- [Stated problem] Rewrite each line of all the rows below as a Markdown table with the columns No. and Line, numbering the lines and skipping any blank ones. Leave the pictures out.
* start Records to process *
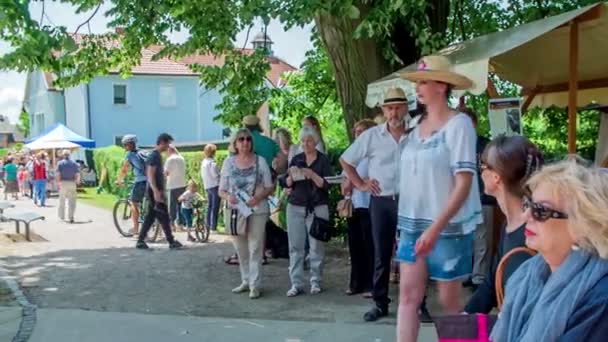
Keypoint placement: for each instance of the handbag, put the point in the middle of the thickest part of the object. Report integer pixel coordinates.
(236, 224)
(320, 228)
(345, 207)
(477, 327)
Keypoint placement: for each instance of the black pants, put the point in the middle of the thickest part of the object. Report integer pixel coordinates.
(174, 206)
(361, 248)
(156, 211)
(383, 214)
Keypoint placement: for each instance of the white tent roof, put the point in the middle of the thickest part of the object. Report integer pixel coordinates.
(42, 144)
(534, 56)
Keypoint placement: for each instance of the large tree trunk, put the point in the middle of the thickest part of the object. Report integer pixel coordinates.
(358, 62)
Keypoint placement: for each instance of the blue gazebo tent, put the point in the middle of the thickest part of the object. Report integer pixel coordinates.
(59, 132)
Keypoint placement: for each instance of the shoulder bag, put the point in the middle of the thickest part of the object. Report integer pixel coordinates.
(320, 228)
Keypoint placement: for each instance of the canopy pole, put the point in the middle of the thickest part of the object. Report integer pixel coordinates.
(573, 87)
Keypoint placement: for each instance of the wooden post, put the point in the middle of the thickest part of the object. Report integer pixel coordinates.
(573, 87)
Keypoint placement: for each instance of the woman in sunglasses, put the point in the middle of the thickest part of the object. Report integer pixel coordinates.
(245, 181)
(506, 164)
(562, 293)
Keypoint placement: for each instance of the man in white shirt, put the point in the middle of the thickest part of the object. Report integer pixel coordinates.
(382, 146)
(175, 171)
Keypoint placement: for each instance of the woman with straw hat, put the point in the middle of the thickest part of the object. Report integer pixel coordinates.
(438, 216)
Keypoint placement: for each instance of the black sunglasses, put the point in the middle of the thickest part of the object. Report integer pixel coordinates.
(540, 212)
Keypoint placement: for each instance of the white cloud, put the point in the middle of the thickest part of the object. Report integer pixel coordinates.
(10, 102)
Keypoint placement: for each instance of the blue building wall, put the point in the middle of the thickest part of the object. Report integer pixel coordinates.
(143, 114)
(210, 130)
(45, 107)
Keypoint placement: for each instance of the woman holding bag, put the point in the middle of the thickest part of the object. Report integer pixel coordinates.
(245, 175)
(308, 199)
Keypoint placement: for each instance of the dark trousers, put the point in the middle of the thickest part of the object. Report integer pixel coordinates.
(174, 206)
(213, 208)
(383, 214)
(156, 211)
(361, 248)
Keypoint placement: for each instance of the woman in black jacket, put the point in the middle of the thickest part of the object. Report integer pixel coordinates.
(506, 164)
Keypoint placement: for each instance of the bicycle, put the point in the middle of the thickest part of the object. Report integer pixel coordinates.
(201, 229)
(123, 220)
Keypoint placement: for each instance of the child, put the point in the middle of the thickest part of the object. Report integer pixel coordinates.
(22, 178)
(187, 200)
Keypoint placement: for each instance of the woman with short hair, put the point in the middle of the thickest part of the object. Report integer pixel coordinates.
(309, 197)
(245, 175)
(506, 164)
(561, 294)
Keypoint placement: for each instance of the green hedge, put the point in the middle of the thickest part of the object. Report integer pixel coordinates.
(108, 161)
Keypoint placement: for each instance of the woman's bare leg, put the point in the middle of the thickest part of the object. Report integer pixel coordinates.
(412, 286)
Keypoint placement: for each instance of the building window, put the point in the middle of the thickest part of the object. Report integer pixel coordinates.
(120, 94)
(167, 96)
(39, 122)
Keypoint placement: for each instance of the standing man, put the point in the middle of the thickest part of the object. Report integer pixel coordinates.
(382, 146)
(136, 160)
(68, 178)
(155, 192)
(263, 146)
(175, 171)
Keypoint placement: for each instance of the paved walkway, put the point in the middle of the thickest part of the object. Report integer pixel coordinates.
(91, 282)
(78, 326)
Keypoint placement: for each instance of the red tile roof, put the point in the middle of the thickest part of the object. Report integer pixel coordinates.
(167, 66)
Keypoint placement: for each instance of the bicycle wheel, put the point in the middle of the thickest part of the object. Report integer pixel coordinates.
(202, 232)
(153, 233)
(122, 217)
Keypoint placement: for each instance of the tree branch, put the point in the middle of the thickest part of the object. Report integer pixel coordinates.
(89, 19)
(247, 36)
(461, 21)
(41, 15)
* end Records to process *
- [Solution below]
| No. | Line |
|---|---|
| 1 | Keypoint placement: for each instance of the handbag, put the point in the middle of the thickest part of the object. Report integer pixel coordinates. |
| 2 | (236, 224) |
| 3 | (320, 228) |
| 4 | (345, 207) |
| 5 | (477, 327) |
| 6 | Keypoint placement: for each instance of the black pants, put the point in the middle of the thickest part of the object. Report integer pixel coordinates. |
| 7 | (174, 206) |
| 8 | (361, 248) |
| 9 | (156, 211) |
| 10 | (383, 214) |
| 11 | Keypoint placement: for each instance of the white tent roof, put the point in the middle of the thickest part of the object. Report integer pixel coordinates. |
| 12 | (42, 144) |
| 13 | (534, 56) |
| 14 | Keypoint placement: for each instance of the large tree trunk, put the point in the middle of the thickest part of the object. Report integer pixel coordinates. |
| 15 | (358, 62) |
| 16 | Keypoint placement: for each instance of the blue gazebo tent, put the point in the middle of the thickest part of the object. Report integer pixel coordinates. |
| 17 | (59, 132) |
| 18 | Keypoint placement: for each instance of the shoulder bag, put the point in the middle of the thickest part of the object. Report integer pixel coordinates. |
| 19 | (320, 228) |
| 20 | Keypoint placement: for each instance of the canopy pole, put the point in the middle of the thickest part of the object. Report integer pixel coordinates. |
| 21 | (573, 87) |
| 22 | Keypoint placement: for each instance of the wooden post, put the point in the middle of the thickest part of the object. Report integer pixel coordinates. |
| 23 | (573, 87) |
| 24 | Keypoint placement: for each instance of the woman in sunglasses, put the point in the middle of the thickest part of the object. Report integer pixel coordinates. |
| 25 | (245, 181) |
| 26 | (506, 164) |
| 27 | (562, 293) |
| 28 | Keypoint placement: for each instance of the man in white shirt, put the point in the middle of the thickest part of the object. Report integer pixel coordinates. |
| 29 | (382, 146) |
| 30 | (175, 171) |
| 31 | Keypoint placement: for each instance of the woman with straw hat, put the point in the middle of the thickest part of the object. Report integer pixel coordinates. |
| 32 | (438, 216) |
| 33 | Keypoint placement: for each instance of the black sunglasses, put the point in the middle of the thickest part of the object. Report integer pixel coordinates. |
| 34 | (540, 212) |
| 35 | Keypoint placement: for each instance of the white cloud, put the point in the middle of the thickest part of the object. Report integer pixel coordinates. |
| 36 | (10, 102) |
| 37 | Keypoint placement: for each instance of the blue building wall, put the point in the middle of the thickest part of the object. Report integer pixel coordinates. |
| 38 | (143, 114) |
| 39 | (210, 130) |
| 40 | (45, 107) |
| 41 | Keypoint placement: for each instance of the woman holding bag, put the point in the middle of the thickest part of the object. Report integer pixel coordinates. |
| 42 | (245, 175) |
| 43 | (308, 199) |
| 44 | Keypoint placement: for each instance of the dark trousers, put the point in the middle of the thickest part of the object. Report integer pixel coordinates. |
| 45 | (174, 206) |
| 46 | (213, 208) |
| 47 | (383, 214) |
| 48 | (156, 211) |
| 49 | (361, 248) |
| 50 | Keypoint placement: for each instance of the woman in black jacket, put the point in the middle of the thickest part of the object. Report integer pixel coordinates. |
| 51 | (506, 164) |
| 52 | Keypoint placement: for each instance of the bicycle, put the point in the middle of the thickest part of the object. Report integer pixel coordinates. |
| 53 | (201, 229) |
| 54 | (123, 220) |
| 55 | Keypoint placement: for each instance of the child, put the point in the middle of the thickest part of the object. Report integer pixel coordinates. |
| 56 | (22, 178) |
| 57 | (187, 200) |
| 58 | Keypoint placement: for each instance of the woman with short hair, put the point in the middle of the thickest part of the object. Report integer pixel coordinates. |
| 59 | (309, 197) |
| 60 | (245, 175) |
| 61 | (506, 164) |
| 62 | (561, 294) |
| 63 | Keypoint placement: for each instance of the green hedge, put the point in the middle of the thickest part of the object. Report integer pixel coordinates. |
| 64 | (108, 161) |
| 65 | Keypoint placement: for each instance of the woman's bare leg, put the point in the middle of the thickest part of the object. Report integer pixel coordinates. |
| 66 | (412, 286) |
| 67 | Keypoint placement: for each instance of the building window, put the point in the middle of the thickest part of the object. Report integer pixel coordinates. |
| 68 | (120, 94) |
| 69 | (167, 96) |
| 70 | (39, 122) |
| 71 | Keypoint placement: for each instance of the standing man, put the point in the middle of the thickest part of the object. Report integer pixel coordinates. |
| 72 | (382, 146) |
| 73 | (136, 160) |
| 74 | (68, 178) |
| 75 | (155, 192) |
| 76 | (263, 146) |
| 77 | (175, 171) |
| 78 | Keypoint placement: for each instance of the paved walkway, put the point in the middle of the thickest part of the object. Report integer pixel coordinates. |
| 79 | (91, 282) |
| 80 | (78, 326) |
| 81 | Keypoint placement: for each instance of the red tile roof, put the point in the middle of the thickest part of the object. Report integer pixel coordinates. |
| 82 | (167, 66) |
| 83 | Keypoint placement: for each instance of the bicycle wheel, put the point in the middle of the thickest part of the object. Report integer pixel coordinates. |
| 84 | (202, 232) |
| 85 | (153, 233) |
| 86 | (122, 217) |
| 87 | Keypoint placement: for each instance of the tree branch, put the point in the middle of the thickest part of the object. Report integer pixel coordinates. |
| 88 | (89, 19) |
| 89 | (247, 36) |
| 90 | (461, 21) |
| 91 | (41, 15) |